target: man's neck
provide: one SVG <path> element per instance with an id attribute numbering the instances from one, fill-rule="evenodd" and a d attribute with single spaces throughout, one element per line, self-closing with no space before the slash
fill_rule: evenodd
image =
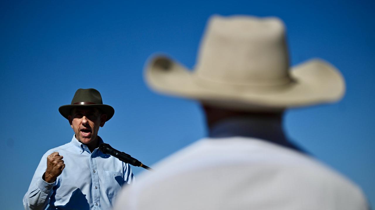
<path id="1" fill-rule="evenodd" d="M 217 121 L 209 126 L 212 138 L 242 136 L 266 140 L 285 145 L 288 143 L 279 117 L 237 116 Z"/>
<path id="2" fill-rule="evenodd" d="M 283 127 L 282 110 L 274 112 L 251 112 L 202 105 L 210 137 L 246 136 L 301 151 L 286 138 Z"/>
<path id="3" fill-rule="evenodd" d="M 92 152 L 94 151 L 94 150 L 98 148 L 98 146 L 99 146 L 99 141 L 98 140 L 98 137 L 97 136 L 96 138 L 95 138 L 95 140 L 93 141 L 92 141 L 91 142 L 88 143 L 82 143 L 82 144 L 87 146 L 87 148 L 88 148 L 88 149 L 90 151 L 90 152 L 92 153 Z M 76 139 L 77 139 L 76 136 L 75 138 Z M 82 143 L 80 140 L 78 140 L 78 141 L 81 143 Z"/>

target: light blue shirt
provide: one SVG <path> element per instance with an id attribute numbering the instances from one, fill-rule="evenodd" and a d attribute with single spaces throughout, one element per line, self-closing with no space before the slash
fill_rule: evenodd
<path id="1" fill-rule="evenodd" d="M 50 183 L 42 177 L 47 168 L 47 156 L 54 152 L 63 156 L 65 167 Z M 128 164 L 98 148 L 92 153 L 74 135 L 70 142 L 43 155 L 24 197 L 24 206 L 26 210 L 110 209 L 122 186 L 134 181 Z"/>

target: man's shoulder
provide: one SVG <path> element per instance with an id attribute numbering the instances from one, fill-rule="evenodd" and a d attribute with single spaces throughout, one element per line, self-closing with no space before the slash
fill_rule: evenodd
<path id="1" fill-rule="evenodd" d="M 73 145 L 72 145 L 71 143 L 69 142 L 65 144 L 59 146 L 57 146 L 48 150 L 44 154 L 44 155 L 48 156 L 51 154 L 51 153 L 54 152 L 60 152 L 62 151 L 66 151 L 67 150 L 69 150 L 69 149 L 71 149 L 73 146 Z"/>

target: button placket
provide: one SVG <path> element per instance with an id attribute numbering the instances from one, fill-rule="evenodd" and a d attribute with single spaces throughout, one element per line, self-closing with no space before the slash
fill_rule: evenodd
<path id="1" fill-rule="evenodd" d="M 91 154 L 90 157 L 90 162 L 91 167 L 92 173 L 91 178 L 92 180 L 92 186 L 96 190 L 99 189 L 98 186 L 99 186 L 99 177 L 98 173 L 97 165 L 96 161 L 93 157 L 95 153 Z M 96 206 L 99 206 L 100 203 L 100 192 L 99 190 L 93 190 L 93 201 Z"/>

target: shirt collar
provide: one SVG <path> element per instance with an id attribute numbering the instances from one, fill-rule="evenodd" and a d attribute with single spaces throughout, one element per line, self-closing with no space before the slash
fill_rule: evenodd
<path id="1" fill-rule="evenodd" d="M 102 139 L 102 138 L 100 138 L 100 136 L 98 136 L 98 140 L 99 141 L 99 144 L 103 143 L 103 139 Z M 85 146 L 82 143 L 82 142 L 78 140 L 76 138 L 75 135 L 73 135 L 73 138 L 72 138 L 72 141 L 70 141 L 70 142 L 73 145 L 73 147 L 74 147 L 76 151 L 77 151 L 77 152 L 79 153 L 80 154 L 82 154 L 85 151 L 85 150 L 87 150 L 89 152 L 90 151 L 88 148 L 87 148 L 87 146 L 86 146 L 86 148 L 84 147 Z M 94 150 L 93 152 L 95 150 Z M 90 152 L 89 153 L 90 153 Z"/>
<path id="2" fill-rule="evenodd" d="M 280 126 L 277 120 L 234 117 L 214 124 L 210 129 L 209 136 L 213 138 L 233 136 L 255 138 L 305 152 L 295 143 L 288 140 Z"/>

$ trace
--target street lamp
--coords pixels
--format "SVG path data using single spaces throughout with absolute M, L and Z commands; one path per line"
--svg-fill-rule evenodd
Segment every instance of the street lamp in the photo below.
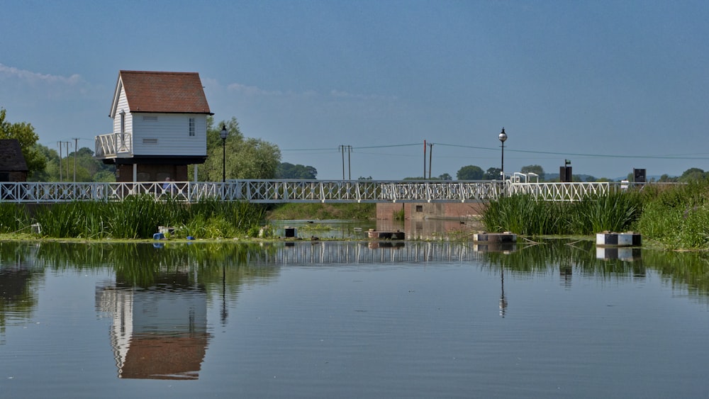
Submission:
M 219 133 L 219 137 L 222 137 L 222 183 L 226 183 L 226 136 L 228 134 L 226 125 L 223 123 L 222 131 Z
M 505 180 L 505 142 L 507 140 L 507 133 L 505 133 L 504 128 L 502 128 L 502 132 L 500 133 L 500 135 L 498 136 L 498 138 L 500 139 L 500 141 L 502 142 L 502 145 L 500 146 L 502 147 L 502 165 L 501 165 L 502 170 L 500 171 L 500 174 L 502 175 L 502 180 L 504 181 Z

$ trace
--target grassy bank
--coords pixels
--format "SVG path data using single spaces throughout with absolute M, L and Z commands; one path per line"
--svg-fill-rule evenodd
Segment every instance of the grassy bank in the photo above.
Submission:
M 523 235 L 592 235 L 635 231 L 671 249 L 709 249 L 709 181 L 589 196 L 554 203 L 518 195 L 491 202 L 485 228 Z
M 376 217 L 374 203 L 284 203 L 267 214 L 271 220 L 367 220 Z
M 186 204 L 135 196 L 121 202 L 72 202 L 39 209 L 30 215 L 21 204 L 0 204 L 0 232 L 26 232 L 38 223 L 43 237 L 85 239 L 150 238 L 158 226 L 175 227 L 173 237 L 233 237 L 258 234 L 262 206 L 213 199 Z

==

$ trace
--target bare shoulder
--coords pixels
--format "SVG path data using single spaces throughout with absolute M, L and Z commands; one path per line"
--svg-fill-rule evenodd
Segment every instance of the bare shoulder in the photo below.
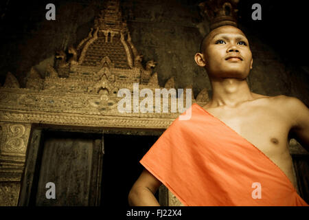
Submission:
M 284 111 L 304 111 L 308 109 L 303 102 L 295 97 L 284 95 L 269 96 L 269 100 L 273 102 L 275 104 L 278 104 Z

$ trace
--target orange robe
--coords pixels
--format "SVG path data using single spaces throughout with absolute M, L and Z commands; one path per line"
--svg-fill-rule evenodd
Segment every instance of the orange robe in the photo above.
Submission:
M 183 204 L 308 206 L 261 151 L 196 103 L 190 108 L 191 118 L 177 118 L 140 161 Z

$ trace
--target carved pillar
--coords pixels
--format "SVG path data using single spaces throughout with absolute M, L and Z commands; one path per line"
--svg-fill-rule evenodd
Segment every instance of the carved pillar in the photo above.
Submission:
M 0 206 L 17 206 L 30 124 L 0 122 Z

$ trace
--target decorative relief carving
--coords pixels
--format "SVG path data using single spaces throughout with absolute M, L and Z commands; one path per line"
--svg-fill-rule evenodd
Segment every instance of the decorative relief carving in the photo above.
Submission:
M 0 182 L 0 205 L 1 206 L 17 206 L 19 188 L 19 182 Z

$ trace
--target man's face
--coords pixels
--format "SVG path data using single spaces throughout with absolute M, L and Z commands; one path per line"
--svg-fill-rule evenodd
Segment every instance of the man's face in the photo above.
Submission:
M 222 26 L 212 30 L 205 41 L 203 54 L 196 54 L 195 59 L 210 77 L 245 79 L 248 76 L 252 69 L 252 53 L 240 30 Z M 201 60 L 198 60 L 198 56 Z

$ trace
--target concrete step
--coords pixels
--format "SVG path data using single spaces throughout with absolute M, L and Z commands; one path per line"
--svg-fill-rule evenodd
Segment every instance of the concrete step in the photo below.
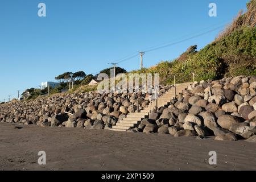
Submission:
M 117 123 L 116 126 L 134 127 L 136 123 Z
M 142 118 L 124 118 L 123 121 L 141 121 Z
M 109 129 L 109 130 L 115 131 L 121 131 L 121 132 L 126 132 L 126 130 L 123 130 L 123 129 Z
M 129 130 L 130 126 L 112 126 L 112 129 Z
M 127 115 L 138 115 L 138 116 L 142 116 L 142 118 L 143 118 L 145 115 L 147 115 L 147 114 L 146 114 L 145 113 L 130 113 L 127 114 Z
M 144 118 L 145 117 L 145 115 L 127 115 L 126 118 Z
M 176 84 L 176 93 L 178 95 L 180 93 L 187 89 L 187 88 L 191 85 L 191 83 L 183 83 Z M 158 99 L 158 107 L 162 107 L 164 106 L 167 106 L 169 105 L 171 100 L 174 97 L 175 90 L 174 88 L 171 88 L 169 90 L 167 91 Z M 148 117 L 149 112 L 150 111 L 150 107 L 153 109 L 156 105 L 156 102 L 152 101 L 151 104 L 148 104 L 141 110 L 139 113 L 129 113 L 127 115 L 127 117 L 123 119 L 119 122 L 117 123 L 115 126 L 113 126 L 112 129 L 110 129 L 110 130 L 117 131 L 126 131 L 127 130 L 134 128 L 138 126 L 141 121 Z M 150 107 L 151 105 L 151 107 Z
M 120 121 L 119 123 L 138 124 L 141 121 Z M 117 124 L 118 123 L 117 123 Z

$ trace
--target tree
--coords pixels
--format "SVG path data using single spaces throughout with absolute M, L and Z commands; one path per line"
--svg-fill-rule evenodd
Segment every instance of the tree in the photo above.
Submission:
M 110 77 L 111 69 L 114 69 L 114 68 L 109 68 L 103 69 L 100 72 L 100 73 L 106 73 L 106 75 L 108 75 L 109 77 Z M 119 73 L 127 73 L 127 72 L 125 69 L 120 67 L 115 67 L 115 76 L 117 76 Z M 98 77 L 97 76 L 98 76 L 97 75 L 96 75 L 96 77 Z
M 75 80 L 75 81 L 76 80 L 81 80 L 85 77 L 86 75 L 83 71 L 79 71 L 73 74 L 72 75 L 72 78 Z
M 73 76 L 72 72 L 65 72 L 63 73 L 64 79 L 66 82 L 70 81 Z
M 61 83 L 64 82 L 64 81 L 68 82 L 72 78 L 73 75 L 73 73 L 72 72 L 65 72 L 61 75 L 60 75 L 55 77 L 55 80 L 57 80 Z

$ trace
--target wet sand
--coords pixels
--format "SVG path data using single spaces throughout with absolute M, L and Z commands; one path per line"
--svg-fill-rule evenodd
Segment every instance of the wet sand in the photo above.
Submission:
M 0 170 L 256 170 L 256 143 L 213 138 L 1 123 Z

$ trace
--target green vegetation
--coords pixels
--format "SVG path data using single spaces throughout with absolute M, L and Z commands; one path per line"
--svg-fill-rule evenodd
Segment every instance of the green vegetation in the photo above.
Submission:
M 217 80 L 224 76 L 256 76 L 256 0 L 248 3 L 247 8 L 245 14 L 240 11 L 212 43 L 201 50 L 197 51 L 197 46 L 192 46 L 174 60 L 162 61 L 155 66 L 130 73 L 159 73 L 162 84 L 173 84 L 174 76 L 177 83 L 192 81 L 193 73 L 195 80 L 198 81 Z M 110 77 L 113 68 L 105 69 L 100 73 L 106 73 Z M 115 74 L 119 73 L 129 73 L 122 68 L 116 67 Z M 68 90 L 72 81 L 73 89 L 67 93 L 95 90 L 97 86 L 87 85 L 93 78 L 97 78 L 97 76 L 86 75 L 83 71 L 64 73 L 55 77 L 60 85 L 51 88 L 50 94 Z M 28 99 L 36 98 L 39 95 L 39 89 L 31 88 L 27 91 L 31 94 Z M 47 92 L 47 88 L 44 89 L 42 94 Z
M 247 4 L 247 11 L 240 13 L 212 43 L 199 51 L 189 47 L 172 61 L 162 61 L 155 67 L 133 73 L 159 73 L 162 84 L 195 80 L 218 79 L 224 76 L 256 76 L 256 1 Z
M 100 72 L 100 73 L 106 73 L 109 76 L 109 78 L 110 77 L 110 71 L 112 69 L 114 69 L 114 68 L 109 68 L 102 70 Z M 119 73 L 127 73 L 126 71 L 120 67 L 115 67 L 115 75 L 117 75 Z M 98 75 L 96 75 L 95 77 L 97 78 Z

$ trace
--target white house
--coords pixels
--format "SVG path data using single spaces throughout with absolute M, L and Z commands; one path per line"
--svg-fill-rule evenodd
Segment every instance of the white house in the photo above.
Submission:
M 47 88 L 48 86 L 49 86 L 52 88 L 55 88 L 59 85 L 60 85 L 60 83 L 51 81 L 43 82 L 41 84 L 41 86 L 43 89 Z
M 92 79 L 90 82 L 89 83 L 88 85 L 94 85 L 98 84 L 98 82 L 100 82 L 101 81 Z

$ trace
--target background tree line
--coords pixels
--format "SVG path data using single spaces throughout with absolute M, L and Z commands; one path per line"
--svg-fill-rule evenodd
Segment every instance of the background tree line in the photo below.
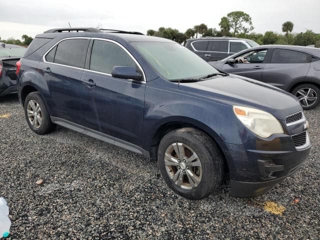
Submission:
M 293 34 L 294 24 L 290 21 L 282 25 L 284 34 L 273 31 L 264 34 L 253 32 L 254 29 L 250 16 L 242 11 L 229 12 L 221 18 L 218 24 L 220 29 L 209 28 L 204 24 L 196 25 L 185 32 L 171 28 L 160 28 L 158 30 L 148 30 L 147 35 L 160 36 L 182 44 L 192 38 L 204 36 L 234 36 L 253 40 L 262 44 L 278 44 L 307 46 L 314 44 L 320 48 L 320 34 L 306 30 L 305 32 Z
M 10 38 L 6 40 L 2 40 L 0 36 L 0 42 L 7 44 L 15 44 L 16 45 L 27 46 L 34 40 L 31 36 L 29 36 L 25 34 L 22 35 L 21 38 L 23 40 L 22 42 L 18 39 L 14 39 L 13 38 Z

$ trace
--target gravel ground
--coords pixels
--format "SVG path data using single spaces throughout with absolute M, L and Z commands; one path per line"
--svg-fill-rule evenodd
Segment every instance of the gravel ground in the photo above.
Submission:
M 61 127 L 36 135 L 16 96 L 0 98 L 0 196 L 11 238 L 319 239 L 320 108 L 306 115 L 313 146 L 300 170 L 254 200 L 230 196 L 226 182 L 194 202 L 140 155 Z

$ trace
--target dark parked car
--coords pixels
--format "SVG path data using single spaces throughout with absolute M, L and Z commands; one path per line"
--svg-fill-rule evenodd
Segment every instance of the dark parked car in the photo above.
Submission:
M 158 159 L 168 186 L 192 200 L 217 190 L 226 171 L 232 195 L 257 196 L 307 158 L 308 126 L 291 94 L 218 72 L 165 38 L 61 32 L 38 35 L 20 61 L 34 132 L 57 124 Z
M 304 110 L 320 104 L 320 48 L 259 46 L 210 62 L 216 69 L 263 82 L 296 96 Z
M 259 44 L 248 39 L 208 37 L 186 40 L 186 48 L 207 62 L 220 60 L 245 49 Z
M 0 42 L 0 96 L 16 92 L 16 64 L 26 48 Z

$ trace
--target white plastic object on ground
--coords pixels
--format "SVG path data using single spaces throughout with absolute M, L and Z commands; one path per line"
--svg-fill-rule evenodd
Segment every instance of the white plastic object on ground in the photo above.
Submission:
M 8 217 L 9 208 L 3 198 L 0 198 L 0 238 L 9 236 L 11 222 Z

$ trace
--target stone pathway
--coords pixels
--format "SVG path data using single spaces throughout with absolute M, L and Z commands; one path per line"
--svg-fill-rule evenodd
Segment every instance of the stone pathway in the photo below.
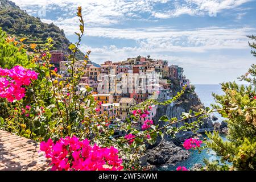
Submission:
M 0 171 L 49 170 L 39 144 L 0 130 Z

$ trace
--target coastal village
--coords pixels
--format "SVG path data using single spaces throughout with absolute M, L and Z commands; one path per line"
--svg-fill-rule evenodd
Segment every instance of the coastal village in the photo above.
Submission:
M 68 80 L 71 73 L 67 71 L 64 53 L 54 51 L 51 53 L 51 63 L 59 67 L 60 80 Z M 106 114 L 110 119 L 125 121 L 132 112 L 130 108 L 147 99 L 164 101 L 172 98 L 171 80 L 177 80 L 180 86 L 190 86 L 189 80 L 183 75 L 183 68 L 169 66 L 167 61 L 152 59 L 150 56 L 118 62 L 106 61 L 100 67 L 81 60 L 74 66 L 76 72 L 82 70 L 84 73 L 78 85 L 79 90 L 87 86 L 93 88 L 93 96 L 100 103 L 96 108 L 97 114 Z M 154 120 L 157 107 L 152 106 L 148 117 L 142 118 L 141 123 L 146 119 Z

## PROBLEM DETAILS
Count the lines in the entries that contain the string "pathway", treating case as significant, and give only the number.

## THE OUTPUT
2